— Text passage —
Content starts

For Davis, to “raise our imaginations to the challenge of the Anthropocene” is both a material challenge and a fierce ethical imperative, requiring us “to dream old dreams anew”.
Attuned to the lurid nightmares and the spectral potentialities of present history, Davis, as we’ve seen, has proven prescient in anticipating and clarifying the malaises of our modern age (sometimes in the most literal sense). Recently, his essay, The Monster at Our Door: The Global Threat of Avian Flu, has won renewed attention and acclaim. In it, he detects a sickness at the heart of capitalist agricultural production, its vast supply-chains and increasingly disruptive methods of accumulation, he suggests, almost guaranteed to produce (and spread) new viral diseases on an unprecedented scale. First published in 2005, it was only a matter of time, once more, before Davis’s assessment was vindicated, as the Covid-19 pandemic, in 2020, overwhelmed the world’s commercial and health infrastructures, consuming millions of lives as populations fell victim not just to the virus itself, but to a global order oriented around trade and market needs, rather than public health.
As a political diagnostician, Davis has combined an incendiary hatred of domination with an incisive skepticism of prevailing cultural narratives (e.g. that ‘everything is going to be alright’, of its own accord). But there is also a classical robustness to his materialism. More than most contemporary radicals even, Davis seems to have a gift for absorbing the foundational arguments of the traditions he draws upon, before bringing them to bear on present-day concerns. His thesis above, for instance, is arguably, among other things, a concise exegesis of Marx’s idea that “Capitalist production […] develops technology, and the combining together of various processes into a social whole, only by sapping the original sources of all wealth — the soil and the labourer.” For both writers, as elaborated in their respective works, the doctrine of endless economic growth exists in practice, and can only continue, by way of exploitation and ecological rupture, depleting the very resources (human and natural) on which it depends. Imperilling its own mythos of unassailable longevity, a capitalist system of production (including agricultural production), they argue, tends to destroy the earth it conquers, and the people it claims to serve.

Content ends

— Recorded information —
Content starts

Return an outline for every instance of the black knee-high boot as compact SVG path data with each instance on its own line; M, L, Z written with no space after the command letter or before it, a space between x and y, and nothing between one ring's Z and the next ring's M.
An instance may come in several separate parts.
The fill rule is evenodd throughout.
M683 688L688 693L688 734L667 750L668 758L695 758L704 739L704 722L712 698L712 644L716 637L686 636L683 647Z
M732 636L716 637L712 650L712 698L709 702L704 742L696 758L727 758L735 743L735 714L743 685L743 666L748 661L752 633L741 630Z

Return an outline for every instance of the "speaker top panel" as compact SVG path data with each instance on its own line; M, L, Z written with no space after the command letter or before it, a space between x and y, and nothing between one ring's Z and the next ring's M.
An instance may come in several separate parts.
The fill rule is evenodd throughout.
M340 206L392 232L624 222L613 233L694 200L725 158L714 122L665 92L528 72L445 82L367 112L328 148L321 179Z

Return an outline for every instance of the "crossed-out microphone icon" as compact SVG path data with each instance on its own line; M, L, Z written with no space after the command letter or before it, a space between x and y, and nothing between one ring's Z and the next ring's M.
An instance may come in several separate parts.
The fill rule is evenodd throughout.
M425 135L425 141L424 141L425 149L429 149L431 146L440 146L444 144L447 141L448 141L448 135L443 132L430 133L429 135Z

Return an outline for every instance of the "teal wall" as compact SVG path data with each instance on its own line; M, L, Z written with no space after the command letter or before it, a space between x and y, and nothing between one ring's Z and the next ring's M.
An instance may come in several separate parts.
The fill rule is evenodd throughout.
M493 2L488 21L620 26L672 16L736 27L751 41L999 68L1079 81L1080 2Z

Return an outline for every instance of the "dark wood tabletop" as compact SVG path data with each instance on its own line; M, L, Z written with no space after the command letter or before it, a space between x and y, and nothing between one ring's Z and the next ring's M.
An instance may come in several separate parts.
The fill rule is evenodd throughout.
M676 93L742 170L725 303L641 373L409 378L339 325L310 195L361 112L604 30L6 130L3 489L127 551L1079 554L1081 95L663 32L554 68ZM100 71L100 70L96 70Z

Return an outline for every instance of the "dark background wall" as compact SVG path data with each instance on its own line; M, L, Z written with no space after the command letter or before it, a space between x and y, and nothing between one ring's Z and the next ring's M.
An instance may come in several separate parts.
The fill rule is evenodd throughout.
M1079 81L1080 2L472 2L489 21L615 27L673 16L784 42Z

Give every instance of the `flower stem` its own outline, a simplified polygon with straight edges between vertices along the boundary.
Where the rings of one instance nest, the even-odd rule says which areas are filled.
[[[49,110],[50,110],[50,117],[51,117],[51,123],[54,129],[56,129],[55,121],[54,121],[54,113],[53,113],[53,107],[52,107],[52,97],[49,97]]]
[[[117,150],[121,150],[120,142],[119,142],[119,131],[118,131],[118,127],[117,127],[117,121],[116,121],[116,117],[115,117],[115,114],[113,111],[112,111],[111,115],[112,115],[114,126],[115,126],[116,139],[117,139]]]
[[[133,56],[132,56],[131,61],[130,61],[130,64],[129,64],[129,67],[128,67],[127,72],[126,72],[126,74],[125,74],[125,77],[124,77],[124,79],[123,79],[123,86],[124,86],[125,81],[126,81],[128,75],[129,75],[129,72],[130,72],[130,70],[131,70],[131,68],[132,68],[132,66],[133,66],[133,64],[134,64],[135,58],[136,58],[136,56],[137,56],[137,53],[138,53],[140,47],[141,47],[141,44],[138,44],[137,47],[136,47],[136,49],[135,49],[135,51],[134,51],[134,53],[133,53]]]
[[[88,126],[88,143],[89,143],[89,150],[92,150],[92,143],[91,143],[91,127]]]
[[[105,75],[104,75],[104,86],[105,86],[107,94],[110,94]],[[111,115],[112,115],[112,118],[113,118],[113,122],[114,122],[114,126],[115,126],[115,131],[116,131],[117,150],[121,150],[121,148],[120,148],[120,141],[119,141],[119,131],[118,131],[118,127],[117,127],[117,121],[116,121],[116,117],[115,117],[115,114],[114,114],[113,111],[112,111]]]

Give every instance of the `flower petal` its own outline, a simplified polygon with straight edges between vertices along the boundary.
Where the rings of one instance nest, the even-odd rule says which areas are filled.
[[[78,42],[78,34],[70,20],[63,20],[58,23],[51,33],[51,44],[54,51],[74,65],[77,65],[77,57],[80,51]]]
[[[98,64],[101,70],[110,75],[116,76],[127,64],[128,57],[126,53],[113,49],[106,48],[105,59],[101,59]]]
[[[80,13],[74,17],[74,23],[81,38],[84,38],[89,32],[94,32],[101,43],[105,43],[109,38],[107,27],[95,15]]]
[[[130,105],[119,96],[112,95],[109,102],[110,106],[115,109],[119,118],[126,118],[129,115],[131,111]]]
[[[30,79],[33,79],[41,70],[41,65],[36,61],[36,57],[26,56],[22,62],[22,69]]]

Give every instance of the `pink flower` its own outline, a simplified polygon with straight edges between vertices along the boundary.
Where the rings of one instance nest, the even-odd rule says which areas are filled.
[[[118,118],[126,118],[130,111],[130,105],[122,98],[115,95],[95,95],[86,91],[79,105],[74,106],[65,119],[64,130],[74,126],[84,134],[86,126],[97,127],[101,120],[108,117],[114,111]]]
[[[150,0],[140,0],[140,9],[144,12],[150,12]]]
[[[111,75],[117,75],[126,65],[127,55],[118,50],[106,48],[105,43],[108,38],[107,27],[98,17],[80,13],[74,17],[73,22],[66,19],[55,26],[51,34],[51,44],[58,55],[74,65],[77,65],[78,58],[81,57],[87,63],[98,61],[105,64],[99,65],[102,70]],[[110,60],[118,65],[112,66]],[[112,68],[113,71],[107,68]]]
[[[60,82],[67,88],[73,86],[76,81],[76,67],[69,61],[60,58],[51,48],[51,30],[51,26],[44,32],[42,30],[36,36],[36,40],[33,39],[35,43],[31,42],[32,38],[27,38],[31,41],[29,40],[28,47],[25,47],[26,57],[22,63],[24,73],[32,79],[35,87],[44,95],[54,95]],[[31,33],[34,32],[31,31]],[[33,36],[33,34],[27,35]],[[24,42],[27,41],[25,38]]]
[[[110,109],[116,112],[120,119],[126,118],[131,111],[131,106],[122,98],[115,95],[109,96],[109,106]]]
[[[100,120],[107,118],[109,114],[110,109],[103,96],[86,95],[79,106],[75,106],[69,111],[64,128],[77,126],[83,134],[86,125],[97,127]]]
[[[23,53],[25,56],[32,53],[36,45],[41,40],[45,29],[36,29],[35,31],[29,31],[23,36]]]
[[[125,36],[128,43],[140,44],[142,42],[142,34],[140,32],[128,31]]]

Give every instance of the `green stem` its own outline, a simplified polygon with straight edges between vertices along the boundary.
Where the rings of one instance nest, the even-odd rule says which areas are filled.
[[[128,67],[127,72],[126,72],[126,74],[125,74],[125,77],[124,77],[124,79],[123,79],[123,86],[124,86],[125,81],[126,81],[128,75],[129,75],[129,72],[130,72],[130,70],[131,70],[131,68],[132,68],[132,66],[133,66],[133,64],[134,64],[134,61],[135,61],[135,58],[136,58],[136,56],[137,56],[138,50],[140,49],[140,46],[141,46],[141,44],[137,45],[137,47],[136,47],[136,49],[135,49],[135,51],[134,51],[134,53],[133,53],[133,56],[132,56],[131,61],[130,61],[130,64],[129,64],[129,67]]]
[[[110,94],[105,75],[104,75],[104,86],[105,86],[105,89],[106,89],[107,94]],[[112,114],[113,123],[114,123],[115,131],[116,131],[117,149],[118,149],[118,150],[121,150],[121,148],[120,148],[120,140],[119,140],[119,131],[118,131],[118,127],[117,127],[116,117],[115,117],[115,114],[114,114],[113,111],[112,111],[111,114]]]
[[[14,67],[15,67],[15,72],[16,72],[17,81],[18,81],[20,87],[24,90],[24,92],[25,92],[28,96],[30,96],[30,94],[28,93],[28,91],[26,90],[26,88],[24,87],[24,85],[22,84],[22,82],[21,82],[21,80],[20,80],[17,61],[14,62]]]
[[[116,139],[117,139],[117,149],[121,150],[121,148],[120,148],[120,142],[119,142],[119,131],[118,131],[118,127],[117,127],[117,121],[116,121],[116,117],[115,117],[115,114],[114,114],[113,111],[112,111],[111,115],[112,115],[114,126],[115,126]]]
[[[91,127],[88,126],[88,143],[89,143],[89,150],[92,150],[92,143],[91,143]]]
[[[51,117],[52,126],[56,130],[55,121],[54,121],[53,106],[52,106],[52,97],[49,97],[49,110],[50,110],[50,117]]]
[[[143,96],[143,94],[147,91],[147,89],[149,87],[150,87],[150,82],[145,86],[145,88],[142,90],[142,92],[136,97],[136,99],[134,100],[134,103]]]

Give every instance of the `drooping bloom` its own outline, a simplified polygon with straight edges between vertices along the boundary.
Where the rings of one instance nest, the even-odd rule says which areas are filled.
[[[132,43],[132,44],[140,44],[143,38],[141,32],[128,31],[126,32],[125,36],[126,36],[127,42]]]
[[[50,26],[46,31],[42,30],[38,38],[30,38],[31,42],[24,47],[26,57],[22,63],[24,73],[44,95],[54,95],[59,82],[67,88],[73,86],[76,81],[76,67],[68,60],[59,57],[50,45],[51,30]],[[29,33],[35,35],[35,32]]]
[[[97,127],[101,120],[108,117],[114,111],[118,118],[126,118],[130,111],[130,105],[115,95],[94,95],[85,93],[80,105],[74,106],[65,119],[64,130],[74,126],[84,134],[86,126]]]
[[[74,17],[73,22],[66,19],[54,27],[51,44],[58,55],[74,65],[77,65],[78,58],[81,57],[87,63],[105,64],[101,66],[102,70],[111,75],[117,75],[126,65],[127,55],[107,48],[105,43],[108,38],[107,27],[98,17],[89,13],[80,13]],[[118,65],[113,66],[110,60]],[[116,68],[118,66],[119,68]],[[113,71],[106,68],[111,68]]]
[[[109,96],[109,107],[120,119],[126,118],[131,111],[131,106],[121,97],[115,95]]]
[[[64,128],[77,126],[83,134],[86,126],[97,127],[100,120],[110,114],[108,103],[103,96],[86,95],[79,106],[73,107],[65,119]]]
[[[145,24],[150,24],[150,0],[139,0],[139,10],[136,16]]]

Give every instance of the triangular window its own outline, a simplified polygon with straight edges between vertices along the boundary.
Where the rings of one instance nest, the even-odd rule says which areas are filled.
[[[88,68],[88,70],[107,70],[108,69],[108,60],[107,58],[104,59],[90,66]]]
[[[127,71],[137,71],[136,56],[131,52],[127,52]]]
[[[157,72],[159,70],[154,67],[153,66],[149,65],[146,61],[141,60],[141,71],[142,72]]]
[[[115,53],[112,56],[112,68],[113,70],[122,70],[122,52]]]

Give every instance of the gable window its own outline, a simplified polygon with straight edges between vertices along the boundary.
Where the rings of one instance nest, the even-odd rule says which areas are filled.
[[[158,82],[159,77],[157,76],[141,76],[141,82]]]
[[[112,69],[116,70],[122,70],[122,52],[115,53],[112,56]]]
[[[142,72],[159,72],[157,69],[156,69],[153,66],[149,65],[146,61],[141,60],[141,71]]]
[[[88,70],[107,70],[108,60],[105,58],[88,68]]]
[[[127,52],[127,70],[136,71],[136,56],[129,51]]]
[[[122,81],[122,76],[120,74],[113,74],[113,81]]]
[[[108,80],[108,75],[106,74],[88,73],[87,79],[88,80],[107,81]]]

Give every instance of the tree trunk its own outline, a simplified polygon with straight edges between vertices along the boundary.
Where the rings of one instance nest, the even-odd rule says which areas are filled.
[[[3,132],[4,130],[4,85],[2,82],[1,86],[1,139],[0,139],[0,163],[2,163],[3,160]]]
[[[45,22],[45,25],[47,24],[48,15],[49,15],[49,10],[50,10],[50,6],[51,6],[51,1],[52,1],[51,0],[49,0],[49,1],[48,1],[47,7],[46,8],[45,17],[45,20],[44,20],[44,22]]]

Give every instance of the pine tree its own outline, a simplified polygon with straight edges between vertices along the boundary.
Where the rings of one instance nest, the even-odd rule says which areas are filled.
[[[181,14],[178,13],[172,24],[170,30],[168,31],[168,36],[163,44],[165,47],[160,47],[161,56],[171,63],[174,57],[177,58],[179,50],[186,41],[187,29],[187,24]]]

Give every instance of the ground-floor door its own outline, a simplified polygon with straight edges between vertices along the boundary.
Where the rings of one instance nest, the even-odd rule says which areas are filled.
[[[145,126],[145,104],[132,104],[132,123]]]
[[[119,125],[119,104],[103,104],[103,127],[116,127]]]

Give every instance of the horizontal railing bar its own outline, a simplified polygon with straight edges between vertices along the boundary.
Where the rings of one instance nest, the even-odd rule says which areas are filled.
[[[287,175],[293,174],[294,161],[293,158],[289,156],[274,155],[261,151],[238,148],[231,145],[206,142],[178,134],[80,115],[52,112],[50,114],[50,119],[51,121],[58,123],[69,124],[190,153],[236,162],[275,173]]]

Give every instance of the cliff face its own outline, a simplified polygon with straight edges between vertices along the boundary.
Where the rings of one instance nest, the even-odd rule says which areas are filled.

Content ends

— What you will do —
a. Summarize the passage about Davis in three sentences.
b. Write a continuation of the passage about Davis, beginning after its final sentence.
The listing has nothing to do with the text about Davis.

— Task results —
a. Davis sees rising to the challenge of the Anthropocene as both a material challenge and a fierce ethical imperative. His essay The Monster at Our Door, first published in 2005, argued that capitalist agricultural production was almost guaranteed to produce and spread new viral diseases, and the Covid-19 pandemic in 2020 vindicated that assessment. Like Marx, whose arguments he absorbs and applies to present-day concerns, Davis holds that endless economic growth continues only through exploitation and ecological rupture, depleting the human and natural resources it depends on.

b.
Davis’s vision, however, has been a sustaining one. “In writing about the West”, he has said, with anti-Ozymandian perception, “I was writing about precarity of the west. Wests come and go — there’s gold, there’s silver, there’s a railroad, there’s nothing stable, everything vanishes and reappears, the biggest towns in the state become ghost towns.” Power, he argues, is fickle and volatile, but also inherently vulnerable to decay, morally and at the level of environmental process: “this is part of this new catastrophist understanding of history that I’ve been trying to grapple with for decades.”
On first glance, it seems a mark of the depth and tenacity of Davis’s opposition to the architectures of injustice that such a “catastrophist understanding of history”, for him, could be a galvanising one. But so it should be: a means of seeing our shared (ultimately precarious) life-in-the-world more clearly, and an aid to battling against its excesses and inequalities. “I don’t think you need rations of hope”, he reminds us, “What you need is a deep commitment to resistance and a fighting spirit and anger.” Three cheers to that – and to the rebel himself, whose words and “fighting spirit” have done so much to keep the flame alive.